======== TEXTO DEL EJERCICIO ========

Me revienta oír que “este vino está sucio”, que tiene “notas cítricas” debajo de una “profunda mineralidad”, cuando yo sólo soy capaz de captar un muro de notas lácteas que, como un defensa central italiano, me tapan cualquier posibilidad de llegar a conocer a mi rival. Si cato acompañado es para compartirlo, para lo bueno y para lo malo. Ya metido en faena prefiero decir lo que pienso –con el riesgo cierto de mostrar mi ignorancia- que callarme.

Me hago mayor y prefiero ser honesto conmigo mismo, desnudar poco a poco el vino sin intentar convertirlo en lo que me cuentan, que no deja de ser lo que es en los ojos, la nariz y la boca de otros. Sea poco o mucho, quiero que sea mío. Avanzo cada día la mitad de lo que lo hice el día anterior, sé que mi paladar jamás llegará al objetivo; es el límite que nunca alcanzaré. Y yo quiero sentirlo todo, distinguir cada detalle. No conseguirlo me entristece a la vez que espolea con clavos afilados mi autoestima.

No son pocas las veces que pienso que debiera abandonar esta contrareloj y dedicarme sencillamente a disfrutar sin desesperarme por cada milímetro que avanza el vino en mi paladar sin sembrarlo de sensaciones. Estoy seguro de que distinguir más matices no me hace disfrutar más, pero a estas alturas ya no puedo parar. Ansío conocer.

Los días que hay suerte, mi sensibilidad se despierta, está especialmente viva y los vinos dejan de ser iguales. Pasan de ser chinos gemelos a tener cada uno su propia personalidad. Un haz de luz que al principio sólo es blanca, se va descomponiendo en mi cerebro en pequeños hilos de colores diferentes; sabores y aromas. Esos días, me siento como un niño con un mecano, por fin reconozco las piezas, unas me son más familiares y otras menos; trufa negra, joyas en la arena de la playa, perlas en el océano.

======== BLOQUE DE DATOS ========

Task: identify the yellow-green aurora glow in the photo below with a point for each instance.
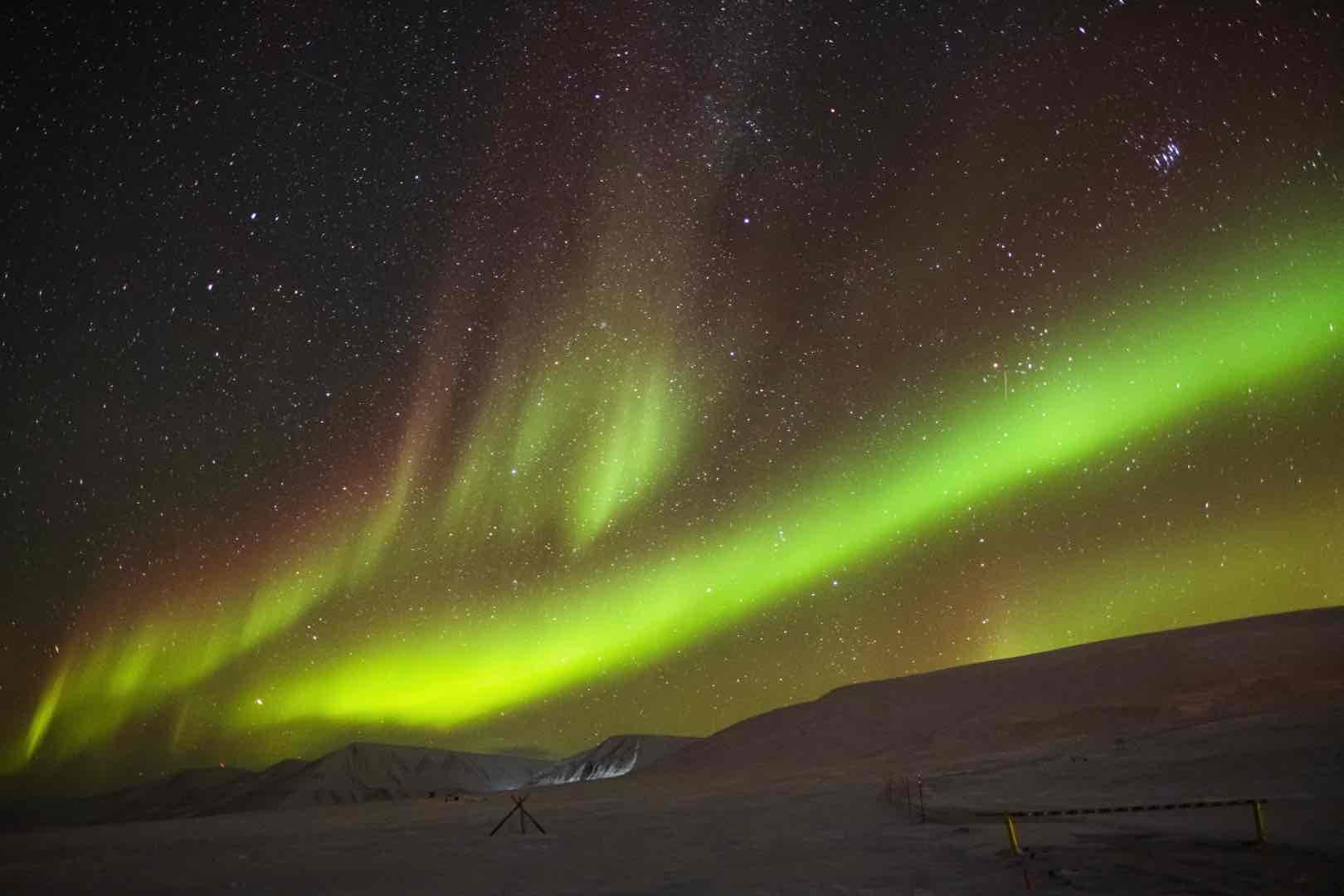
(1261, 323)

========

[INSTRUCCIONES DE TAREAS]
**1.** En el texto sobre la cata de vinos, ¿con qué se compara el muro de notas lácteas?
**2.** Escribe la continuación del texto sobre la cata de vinos a partir de su última frase.
Los datos no tienen ningún papel en estas tareas.

[RESPUESTAS EN ORDEN]
**1.** Con un defensa central italiano.

**2.**
A veces, las sensaciones son ligeramente diferentes de las que ya conocía sin ser idénticas, otras veces –y éstas son las mejores- absolutamente nuevas. Entonces, sólo entonces, si me encuentro seguro, intento grabarlas en mi cabeza, pasan a formar parte de mi pequeño catálogo de sensaciones. Una biblioteca con pocos títulos todavía, me temo. Las guardo con avaricia, con la mayor fidelidad posible –tampoco es fácil esta fase-, quiero estar seguro de reconocerlas si un día las vuelvo a ver.

Son los pequeños éxitos que me hacen feliz en un mar de frustraciones, de defectos –por desgracia- mucho más fácilmente reconocibles que las virtudes. Cada centímetro sensitivo que adelanto, encarece la botella que me gusta. Los vinos elegantes y bien acabados me parecen un poco menos interesantes que los vinos diferentes y con personalidad. Las botellas que hace un año me subyugaban hoy me gustan a secas; ser feliz delante de una copa me es cada día más difícil. Nunca es suficiente complejidad.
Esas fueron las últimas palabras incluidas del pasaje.